TASK OBJECTIVE:
Recast every line of the rows below as a Markdown table with the columns "No." and "Text", numbering the lines in order and skipping blank lines. Leave the pictures out of the table.

MATERIAL FOR THIS TASK:
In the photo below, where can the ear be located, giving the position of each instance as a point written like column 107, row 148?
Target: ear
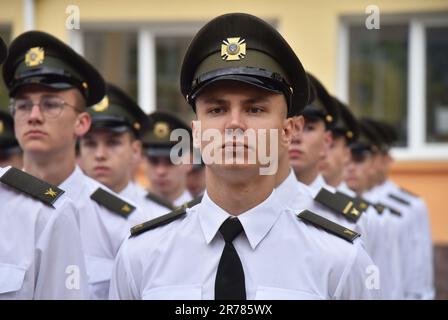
column 328, row 140
column 196, row 132
column 299, row 123
column 82, row 124
column 287, row 131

ANSWER TO THE PROBLEM:
| No. | Text |
|---|---|
| 1 | In the photo below, where can the ear be located, giving the position of each instance as a point written like column 107, row 148? |
| 2 | Target: ear |
| 3 | column 328, row 140 |
| 4 | column 196, row 132 |
| 5 | column 299, row 123 |
| 6 | column 82, row 124 |
| 7 | column 287, row 131 |